**WHAT THIS TASK INVOLVES:**
Retype all of the data without changing a single word.
-------- THE RECORDS
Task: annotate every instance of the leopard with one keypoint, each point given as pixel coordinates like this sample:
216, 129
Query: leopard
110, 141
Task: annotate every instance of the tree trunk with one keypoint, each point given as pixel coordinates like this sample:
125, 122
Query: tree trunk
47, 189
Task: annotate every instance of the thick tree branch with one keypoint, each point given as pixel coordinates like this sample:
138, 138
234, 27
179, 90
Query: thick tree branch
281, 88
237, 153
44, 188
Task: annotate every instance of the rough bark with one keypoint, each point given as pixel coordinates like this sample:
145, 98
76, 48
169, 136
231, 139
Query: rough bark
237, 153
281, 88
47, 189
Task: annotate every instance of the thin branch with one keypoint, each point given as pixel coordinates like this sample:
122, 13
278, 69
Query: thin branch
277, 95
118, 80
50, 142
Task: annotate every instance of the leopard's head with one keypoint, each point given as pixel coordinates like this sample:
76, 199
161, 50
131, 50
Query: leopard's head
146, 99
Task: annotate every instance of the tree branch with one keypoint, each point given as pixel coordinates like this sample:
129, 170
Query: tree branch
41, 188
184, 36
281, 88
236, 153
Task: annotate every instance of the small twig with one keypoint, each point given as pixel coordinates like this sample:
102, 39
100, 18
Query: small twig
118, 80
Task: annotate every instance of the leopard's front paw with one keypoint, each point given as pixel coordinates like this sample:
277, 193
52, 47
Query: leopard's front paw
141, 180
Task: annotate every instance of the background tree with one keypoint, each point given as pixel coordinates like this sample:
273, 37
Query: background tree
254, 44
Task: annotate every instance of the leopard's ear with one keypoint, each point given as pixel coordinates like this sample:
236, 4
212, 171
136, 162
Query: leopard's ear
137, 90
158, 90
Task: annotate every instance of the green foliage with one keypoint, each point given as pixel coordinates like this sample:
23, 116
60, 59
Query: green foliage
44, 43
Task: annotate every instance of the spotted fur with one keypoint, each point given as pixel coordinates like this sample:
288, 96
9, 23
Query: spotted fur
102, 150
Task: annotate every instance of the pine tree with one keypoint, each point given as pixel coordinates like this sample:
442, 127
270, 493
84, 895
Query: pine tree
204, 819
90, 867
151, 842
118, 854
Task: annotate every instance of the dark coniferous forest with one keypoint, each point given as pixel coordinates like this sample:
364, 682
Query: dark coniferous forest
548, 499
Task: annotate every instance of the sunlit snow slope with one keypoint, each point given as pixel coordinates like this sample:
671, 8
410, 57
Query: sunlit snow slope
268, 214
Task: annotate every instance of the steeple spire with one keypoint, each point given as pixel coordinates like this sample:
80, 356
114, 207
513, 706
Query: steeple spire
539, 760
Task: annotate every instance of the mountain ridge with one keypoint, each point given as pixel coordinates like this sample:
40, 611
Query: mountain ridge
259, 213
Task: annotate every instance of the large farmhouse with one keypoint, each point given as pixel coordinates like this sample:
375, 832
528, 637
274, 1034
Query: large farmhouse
----------------
**EXERCISE OUTPUT:**
Task: annotate every instance of the leopard with one keypoint, each point given as pixel coordinates like this sample:
216, 129
Query: leopard
110, 141
Task: annotate every instance of the tree trunk with one keypoint, each point given as pixel coordinates like this sample:
125, 122
Query: tree trunk
47, 189
Task: annotate every instance of the thick tree branch with one keypoint, each point given as pixel coordinates like this sample:
138, 138
234, 27
179, 90
Query: thick tree branch
281, 88
237, 153
44, 188
Task: annotate every instance of the rough bark with one keypoint, each point given as pixel coordinates like this sample:
145, 98
76, 48
169, 136
231, 139
Query: rough bark
237, 153
281, 88
47, 189
Task: annotate every instance of the thin branch with one keypoint, each point given as pixel coordinates like this sample:
122, 13
278, 69
Query: thin branch
277, 95
118, 80
50, 142
Task: annotate every instance of the leopard's head with one keypoint, each point given as pixel coordinates like this sample:
76, 199
161, 50
131, 50
Query: leopard's head
146, 99
Task: annotate every instance of the tree branch with one keypoint, each point given as pixel coordinates like this sample:
129, 170
Query: tree branch
41, 188
184, 36
281, 88
236, 153
Task: annotate every instance of the small twig with one keypoint, each point given as pixel coordinates like this sample:
102, 39
100, 18
Query: small twig
118, 80
Task: annotate every instance of the leopard's front paw with one keypoint, each point given as pixel coordinates like this sample:
277, 193
52, 47
Query: leopard's front paw
141, 180
Task: annotate every instance of the background tree with one keypoint, each point given as pixel coordinates like this sample:
273, 37
Query: background tree
254, 44
Task: annotate every instance of the leopard's ear with one keypoint, each point given as pixel coordinates like this sample:
236, 4
212, 171
136, 162
Query: leopard's ear
137, 90
158, 90
Task: annotate every instance of the green foliage with one keypoint, each point given as pixel coordinates like this sample:
23, 116
60, 59
Query: green foliage
44, 43
Task: annotate every instance of the spotted fur with one keypoint, each point given as pixel coordinates like this sample:
288, 96
9, 23
Query: spotted fur
102, 150
Task: annotate every instance of the pine tree with one keypoint, each point given as pixel coordinates like this sample:
442, 127
270, 493
84, 895
Query: pine tree
204, 819
90, 867
151, 842
118, 854
Task: annotate every instance of the dark coniferous forest with one keypoint, each point given as pixel coordinates like this sample:
364, 682
Query: dark coniferous forest
548, 499
Task: annotate every instance of the sunlit snow slope with one keypoint, each point given as pixel coordinates like this sample:
671, 8
410, 57
Query: sunlit snow slope
268, 214
Task: annotate every instance of the steeple spire with one keypoint, each point given as pixel coordinates like this sample:
80, 356
114, 207
513, 706
Query: steeple spire
539, 760
Task: annotate every instance of the mountain ridge with one keypoint, each point given as pixel coordinates like this sample:
40, 611
Query: mountain ridge
259, 213
Task: annotate every instance of the large farmhouse with one keypoint, each point given as pixel coordinates like this sample:
375, 832
528, 637
274, 1034
Query: large farmhouse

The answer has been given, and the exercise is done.